I thought I knew a bit about aircraft till I found this place, compared to you guys i know NOTHING!  I'm enjoying the learning process, I've been trawling the subforums for the last few months, its like wikipedia for WW2 aircraft, if it's not here, its not on t'internet!

And I'm still a noob!


----------



## fly boy (Jan 9, 2009)

freebird said:


> OK I have a good one:
> 
> 
> 
> His first post gets quoted under Der Adler's siggy...



damn i think you would miss that


your a noob if you think that the axis won the war and that we are all nazis


----------



## 109ROAMING (Jan 9, 2009)

Nope ,sure didn't miss it


----------



## Burmese Bandit (Jan 10, 2009)

## Excerpted data
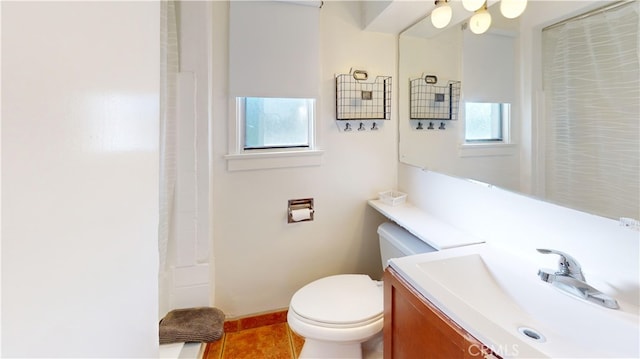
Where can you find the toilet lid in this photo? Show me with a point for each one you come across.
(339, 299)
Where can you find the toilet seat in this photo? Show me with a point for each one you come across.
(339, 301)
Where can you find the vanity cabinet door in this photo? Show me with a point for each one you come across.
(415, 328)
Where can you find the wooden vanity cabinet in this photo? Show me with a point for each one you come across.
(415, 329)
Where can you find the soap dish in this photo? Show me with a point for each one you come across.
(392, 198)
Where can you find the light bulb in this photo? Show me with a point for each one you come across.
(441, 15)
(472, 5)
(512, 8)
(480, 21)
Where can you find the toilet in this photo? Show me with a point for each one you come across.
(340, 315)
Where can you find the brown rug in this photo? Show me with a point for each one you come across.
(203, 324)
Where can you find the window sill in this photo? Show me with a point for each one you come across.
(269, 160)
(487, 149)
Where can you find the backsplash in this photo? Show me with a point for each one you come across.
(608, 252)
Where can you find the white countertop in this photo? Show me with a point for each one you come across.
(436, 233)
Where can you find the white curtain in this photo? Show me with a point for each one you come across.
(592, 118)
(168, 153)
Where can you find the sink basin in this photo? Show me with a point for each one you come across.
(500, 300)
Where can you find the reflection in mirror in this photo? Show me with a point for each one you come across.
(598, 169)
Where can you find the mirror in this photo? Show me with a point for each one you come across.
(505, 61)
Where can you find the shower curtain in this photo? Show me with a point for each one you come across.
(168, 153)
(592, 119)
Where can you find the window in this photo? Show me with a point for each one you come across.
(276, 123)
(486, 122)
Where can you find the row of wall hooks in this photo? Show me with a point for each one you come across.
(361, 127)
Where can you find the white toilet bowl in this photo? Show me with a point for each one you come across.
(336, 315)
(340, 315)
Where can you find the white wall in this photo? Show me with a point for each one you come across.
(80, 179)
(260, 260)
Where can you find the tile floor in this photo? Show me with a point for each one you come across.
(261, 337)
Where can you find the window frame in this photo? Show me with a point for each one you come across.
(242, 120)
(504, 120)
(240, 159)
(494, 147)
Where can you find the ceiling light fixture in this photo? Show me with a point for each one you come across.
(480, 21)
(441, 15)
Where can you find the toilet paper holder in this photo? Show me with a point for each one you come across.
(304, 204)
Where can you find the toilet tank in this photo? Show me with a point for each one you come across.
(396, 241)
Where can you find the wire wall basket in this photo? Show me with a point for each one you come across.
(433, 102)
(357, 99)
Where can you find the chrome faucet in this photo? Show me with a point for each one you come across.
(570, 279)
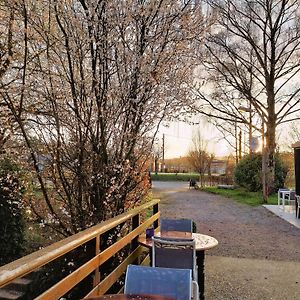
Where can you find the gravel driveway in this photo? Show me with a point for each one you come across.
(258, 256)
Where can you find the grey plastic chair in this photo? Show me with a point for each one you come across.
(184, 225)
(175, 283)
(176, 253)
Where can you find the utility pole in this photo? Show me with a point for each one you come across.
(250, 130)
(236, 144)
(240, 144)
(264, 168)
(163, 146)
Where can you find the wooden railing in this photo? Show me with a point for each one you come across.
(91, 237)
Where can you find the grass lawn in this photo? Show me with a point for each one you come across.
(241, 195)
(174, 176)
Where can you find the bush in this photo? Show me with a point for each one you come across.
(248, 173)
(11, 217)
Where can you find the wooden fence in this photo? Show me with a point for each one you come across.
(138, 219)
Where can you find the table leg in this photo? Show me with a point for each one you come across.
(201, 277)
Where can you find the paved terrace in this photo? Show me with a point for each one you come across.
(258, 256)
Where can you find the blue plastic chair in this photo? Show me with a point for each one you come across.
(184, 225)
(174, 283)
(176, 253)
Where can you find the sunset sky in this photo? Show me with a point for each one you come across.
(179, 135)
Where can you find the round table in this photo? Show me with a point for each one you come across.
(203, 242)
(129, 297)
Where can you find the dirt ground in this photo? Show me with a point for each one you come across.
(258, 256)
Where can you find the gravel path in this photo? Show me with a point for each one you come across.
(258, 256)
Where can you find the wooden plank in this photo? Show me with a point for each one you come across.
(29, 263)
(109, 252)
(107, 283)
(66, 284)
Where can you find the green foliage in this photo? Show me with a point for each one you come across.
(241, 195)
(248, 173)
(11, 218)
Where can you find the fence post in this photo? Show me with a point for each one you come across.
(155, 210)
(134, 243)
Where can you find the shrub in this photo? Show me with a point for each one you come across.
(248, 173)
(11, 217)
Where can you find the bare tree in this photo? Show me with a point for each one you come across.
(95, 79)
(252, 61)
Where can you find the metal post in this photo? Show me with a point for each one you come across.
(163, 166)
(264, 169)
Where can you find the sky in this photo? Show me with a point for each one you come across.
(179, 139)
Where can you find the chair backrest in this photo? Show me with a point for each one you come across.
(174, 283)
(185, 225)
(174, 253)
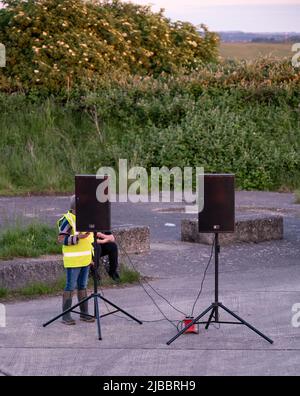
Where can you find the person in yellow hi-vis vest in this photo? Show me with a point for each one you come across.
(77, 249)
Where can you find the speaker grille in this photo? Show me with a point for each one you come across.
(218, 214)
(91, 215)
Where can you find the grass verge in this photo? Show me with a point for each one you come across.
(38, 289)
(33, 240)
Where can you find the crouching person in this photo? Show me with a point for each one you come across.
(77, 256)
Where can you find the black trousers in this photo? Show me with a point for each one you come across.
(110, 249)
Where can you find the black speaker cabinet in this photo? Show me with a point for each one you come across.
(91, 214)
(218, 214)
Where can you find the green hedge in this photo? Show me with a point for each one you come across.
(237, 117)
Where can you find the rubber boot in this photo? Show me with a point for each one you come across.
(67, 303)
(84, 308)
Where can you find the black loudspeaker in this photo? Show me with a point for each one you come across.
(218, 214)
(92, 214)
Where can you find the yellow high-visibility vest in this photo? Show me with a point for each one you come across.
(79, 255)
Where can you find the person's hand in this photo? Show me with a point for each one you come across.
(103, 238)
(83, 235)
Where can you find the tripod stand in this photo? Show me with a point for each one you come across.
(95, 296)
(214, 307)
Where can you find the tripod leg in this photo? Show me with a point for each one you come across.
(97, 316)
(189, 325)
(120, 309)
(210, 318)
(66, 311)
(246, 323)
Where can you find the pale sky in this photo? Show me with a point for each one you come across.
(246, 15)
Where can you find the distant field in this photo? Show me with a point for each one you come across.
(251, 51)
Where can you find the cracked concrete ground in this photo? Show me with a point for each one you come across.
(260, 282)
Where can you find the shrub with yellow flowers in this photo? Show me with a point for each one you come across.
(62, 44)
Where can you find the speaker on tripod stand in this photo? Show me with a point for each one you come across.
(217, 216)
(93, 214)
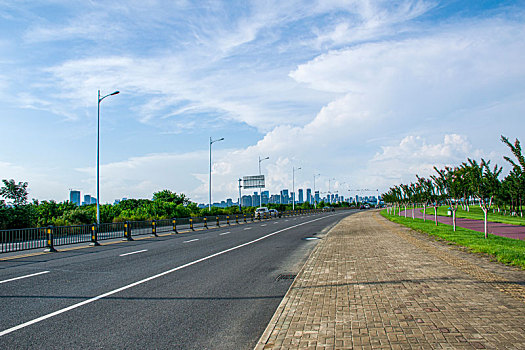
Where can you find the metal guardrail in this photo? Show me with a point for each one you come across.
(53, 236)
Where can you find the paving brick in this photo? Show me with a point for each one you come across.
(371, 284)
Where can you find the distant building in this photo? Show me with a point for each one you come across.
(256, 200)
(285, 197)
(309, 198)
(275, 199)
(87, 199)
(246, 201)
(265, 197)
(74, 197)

## Work to complete
Write the next part of the forum thread about being a newcomer on the WW2 aircraft board, picking up right after its last line.

## Result
You know someone's a NooB if he thinks man-hours is a reference to male prostitutes!


----------



## RabidAlien (Jan 10, 2009)

He's a nOOb if he thinks "Hobart's Funnies" was either 1) a sitcom back in the 70's-80's, or 2) the comic section of "Stars And Stripes" newspaper.

He's a nOOb if he thinks "Yank" magazine was a porn mag.


----------



## Burmese Bandit (Jan 12, 2009)

Oh...I thought you were referring to "Skank" magazine...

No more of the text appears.